--- Supplied material ---

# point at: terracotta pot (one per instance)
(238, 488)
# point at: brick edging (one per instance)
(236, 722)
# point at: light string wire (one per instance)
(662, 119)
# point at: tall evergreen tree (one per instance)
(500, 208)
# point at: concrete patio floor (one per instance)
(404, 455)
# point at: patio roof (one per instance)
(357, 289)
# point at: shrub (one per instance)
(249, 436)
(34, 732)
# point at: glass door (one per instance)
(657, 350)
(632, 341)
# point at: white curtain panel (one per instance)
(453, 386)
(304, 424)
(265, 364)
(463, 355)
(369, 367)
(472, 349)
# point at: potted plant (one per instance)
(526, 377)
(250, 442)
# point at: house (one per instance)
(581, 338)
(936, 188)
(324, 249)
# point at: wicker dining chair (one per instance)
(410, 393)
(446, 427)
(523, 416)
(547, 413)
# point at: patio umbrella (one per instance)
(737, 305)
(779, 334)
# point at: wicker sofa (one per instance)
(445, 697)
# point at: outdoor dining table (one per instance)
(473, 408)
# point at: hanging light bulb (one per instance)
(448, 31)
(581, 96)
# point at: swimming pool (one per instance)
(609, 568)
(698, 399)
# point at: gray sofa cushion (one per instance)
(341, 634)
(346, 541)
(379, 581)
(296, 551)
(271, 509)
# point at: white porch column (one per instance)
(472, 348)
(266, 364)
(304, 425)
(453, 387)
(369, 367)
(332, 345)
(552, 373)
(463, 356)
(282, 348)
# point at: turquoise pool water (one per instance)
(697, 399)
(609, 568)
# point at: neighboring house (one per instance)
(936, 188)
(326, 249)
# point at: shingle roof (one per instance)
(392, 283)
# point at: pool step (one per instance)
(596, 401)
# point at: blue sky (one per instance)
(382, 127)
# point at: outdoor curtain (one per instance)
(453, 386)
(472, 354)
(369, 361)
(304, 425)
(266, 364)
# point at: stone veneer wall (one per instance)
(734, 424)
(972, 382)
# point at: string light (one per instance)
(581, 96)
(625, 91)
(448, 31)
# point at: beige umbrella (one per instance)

---

Task prompt ▸ From the line containing "# point at: patio umbrella (one per instance)" to the last line of the data above, copy each line exactly and add nothing.

Solved problem ▸
# point at: patio umbrella (one per instance)
(737, 305)
(779, 334)
# point at: wicker sofa (one per instance)
(445, 697)
# point at: outdoor dining table (one per instance)
(473, 408)
# point at: hanging light bulb (one per instance)
(448, 31)
(581, 96)
# point at: swimming pool (one per instance)
(609, 568)
(698, 399)
# point at: gray sofa cushion (one per instance)
(341, 634)
(346, 541)
(379, 581)
(296, 551)
(271, 509)
# point at: white porch column (one per instance)
(472, 348)
(266, 364)
(304, 425)
(453, 387)
(369, 367)
(332, 345)
(552, 373)
(463, 356)
(282, 348)
# point at: turquoise pool water (one per instance)
(697, 399)
(609, 568)
# point at: neighboring house (one per instance)
(936, 188)
(326, 249)
# point at: shingle roof (one per instance)
(392, 283)
# point at: pool step (one per instance)
(596, 401)
# point at: blue sky (one per instance)
(382, 127)
# point at: outdoor curtain (one per instance)
(453, 386)
(472, 354)
(369, 361)
(304, 425)
(266, 364)
# point at: stone veneer wall (one per instance)
(734, 424)
(972, 382)
# point at: string light (one per instance)
(581, 96)
(625, 91)
(448, 31)
# point at: beige umbrella (one per instance)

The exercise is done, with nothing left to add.